- [INSTRUCTION]: Reproduce all of the records exactly.

- [DATA TO USE]:

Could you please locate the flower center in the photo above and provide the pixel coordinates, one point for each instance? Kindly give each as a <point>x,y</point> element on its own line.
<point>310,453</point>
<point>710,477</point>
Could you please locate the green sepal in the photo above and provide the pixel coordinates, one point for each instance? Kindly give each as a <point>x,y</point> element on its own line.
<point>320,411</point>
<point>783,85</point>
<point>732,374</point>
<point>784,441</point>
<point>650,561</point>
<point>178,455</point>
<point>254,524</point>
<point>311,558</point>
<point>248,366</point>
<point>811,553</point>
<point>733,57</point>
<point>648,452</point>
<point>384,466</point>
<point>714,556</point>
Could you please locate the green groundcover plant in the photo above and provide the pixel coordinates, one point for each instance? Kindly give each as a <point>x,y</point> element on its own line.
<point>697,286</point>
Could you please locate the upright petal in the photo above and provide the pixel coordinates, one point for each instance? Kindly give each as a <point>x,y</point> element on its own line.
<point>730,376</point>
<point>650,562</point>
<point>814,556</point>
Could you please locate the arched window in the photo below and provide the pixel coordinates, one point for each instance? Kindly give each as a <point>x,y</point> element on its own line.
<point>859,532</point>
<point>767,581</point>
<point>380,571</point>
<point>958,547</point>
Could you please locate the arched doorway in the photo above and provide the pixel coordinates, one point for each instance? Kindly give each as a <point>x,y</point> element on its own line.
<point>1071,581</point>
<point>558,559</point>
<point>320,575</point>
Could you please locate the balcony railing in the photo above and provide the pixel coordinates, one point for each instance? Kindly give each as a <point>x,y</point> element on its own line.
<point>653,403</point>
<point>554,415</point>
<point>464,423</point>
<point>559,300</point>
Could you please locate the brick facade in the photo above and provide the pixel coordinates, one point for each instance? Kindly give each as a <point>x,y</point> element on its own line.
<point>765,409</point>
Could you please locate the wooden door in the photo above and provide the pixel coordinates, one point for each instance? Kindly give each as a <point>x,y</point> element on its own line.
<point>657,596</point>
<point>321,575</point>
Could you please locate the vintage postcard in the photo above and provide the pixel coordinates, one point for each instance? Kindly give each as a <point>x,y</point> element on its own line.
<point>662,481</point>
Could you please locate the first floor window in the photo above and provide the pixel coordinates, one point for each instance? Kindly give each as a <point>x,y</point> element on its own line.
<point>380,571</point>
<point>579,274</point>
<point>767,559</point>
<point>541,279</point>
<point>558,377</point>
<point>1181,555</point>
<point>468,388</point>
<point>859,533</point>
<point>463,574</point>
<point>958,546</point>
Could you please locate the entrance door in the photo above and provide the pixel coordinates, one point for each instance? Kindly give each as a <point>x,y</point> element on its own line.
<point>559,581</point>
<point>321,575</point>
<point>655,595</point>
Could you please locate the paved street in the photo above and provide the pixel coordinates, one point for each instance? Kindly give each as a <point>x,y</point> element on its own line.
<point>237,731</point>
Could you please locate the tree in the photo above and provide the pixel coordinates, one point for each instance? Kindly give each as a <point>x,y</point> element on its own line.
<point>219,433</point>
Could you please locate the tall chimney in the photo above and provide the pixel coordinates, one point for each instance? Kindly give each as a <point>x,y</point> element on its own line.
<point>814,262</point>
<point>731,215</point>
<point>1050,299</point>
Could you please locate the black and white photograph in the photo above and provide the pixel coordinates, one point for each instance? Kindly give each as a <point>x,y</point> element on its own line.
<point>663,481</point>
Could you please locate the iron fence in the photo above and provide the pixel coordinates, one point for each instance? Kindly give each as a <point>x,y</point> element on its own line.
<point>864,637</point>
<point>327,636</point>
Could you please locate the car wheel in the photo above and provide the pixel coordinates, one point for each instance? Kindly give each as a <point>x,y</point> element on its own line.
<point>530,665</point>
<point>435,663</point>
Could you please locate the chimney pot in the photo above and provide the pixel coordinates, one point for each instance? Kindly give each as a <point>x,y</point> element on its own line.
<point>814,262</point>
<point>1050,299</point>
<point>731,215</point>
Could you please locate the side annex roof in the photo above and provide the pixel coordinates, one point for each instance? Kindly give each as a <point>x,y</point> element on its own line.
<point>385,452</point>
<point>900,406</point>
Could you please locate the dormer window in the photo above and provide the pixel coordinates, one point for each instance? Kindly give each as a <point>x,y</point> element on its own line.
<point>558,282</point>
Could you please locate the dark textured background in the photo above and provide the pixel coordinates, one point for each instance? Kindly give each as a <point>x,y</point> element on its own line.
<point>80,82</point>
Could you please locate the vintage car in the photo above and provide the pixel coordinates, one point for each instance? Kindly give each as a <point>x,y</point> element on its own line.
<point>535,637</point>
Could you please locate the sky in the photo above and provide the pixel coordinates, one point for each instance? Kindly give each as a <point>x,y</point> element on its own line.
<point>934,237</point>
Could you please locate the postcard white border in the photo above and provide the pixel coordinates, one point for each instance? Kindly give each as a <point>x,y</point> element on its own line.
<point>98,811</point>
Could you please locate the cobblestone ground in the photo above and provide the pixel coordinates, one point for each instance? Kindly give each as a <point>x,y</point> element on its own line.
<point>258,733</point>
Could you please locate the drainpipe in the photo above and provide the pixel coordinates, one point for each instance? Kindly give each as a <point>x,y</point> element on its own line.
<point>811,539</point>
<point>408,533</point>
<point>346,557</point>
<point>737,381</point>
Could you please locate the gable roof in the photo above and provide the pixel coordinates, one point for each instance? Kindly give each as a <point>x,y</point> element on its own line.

- [ANSWER TO THIS EXERCISE]:
Could you please locate the flower center in the photo above and provide the pixel coordinates, one point for each instance? Kindly give each as a <point>x,y</point> element on its own line.
<point>310,453</point>
<point>710,477</point>
Could you please locate the green sepal in the photo above and provide the pixel coordinates, one point for each instance? Kindly give each as a <point>x,y</point> element on its own line.
<point>320,411</point>
<point>783,85</point>
<point>732,374</point>
<point>784,441</point>
<point>650,561</point>
<point>178,455</point>
<point>254,524</point>
<point>311,558</point>
<point>248,366</point>
<point>811,553</point>
<point>733,57</point>
<point>648,452</point>
<point>384,466</point>
<point>714,556</point>
Could you please locate the green groundcover plant in the photo above and provide the pixel coordinates, one point for each instance? Kindly give each as a <point>x,y</point> element on its own line.
<point>697,286</point>
Could you please locate the upright petal in the photo above and provide the pixel coordinates, one point for each instance? Kindly give each as a <point>x,y</point> element on its own line.
<point>730,376</point>
<point>650,562</point>
<point>814,556</point>
Could you please locate the arched window in the photo below and provide the pixel coordinates, one point for each instance? Kindly give each as a <point>x,y</point> element on its own line.
<point>859,532</point>
<point>767,581</point>
<point>380,571</point>
<point>958,547</point>
Could you please locate the arched doorway in the photo above and provide the pixel coordinates, one point for each instance? Kindly give each as a <point>x,y</point> element on its own line.
<point>1071,581</point>
<point>558,559</point>
<point>320,575</point>
Could you please locate the balcony railing in the photo above and provide the pixel coordinates, one point for each instance? Kindly give each as a <point>x,y</point> element on its own line.
<point>653,403</point>
<point>554,415</point>
<point>464,423</point>
<point>559,300</point>
Could you please locate the brick facade in the photo above and provide the pixel coordinates, one point for each instance? Kindly give each as a <point>x,y</point> element on its own line.
<point>765,409</point>
Could you please locate the wooden door in the photo above and provide the pixel coordinates, one point for each instance? Kindly give each as a <point>x,y</point> element on its own line.
<point>657,596</point>
<point>321,575</point>
Could you please locate the vintage postcard in the photo above and provide the pixel coordinates, one point for each instance? Kindly give each as a <point>x,y</point> element on its own line.
<point>662,481</point>
Could you please locate the first floor window in the photo above and provide the pixel coordinates, one point for each instance? Kindly give each as a <point>x,y</point> element on its own line.
<point>380,571</point>
<point>579,274</point>
<point>767,559</point>
<point>541,279</point>
<point>558,377</point>
<point>1181,555</point>
<point>468,388</point>
<point>859,533</point>
<point>463,574</point>
<point>958,546</point>
Could you please locate the entrance door in the photo above and provide the pixel coordinates, one point for each instance? Kindly give each as a <point>x,y</point> element on its own line.
<point>559,581</point>
<point>321,575</point>
<point>655,595</point>
Could you please locate the paved street in the photo above and provide the pixel coordinates, one point for each instance? Kindly give each as a <point>x,y</point> element on its own line.
<point>237,731</point>
Could you please locate the tree in the photo above and provide the pixel coordinates, one point for each instance? Kindly give each as a <point>x,y</point> element on its own line.
<point>219,433</point>
Could you please locate the tall chimney in the photo above and provide the pixel coordinates, one point for each instance? Kindly give each as a <point>x,y</point> element on its own line.
<point>814,262</point>
<point>731,215</point>
<point>1050,299</point>
Could you please locate the black and white photograph in the photo above and provide the pixel coordinates, one point for each instance? Kindly give each as a <point>x,y</point> element on its own line.
<point>663,481</point>
Could you please locate the iron fence in the photo above and provide the pixel coordinates, one point for each instance? Kindly give each as a <point>x,y</point> element on its own line.
<point>864,637</point>
<point>327,636</point>
Could you please locate the car wheel in the photo above and provide the pixel coordinates, one point for each instance? Kindly give each as a <point>x,y</point> element on its own line.
<point>530,665</point>
<point>435,663</point>
Could you please locate the chimney pot in the photo above and provide the pixel coordinates, one point for each instance? Kindly give each as a <point>x,y</point> element on its own line.
<point>814,262</point>
<point>1050,299</point>
<point>731,215</point>
Could you please locate the side annex roof in the photo above and provide the pixel coordinates, one point for each instance? Kindly give each as a <point>x,y</point> element on its own line.
<point>385,452</point>
<point>900,406</point>
Could you please locate the dormer window in the photo above and provide the pixel coordinates, one point for each instance? Kindly give each as a <point>x,y</point> element on its own line.
<point>558,282</point>
Could you please locate the dark textured background in the photo above and provide the pixel coordinates, one point for each instance? Kindly give each as a <point>x,y</point> element on its own line.
<point>80,82</point>
Could you please locate the vintage car in the photo above and provide the pixel coordinates, one point for each instance? Kindly give each as a <point>x,y</point> element on its own line.
<point>535,637</point>
Could you please locate the sky in the photo above and provide the pixel coordinates, one point for each instance? Kindly give each as a <point>x,y</point> element on its own line.
<point>934,237</point>
Could you please locate the postcard white border in the photo above and provide the pixel coordinates, one point for each instance? Kindly give each as a <point>x,y</point> element on its own line.
<point>98,811</point>
Could you please locate the cobblestone ground in the photo above and provide the pixel coordinates, one point for each instance? Kindly give each as a <point>x,y</point> element on its own line.
<point>258,733</point>
Could you please locate the drainpipe in the photo above and provide the pixel coordinates, one point for each instance? Kindly give each as a <point>x,y</point> element on its own line.
<point>811,539</point>
<point>408,533</point>
<point>346,557</point>
<point>737,381</point>
Could you please locate the gable roof in the photo above and provide the pixel coordinates, one point for each instance? Kindly give each as a <point>x,y</point> element on its own line.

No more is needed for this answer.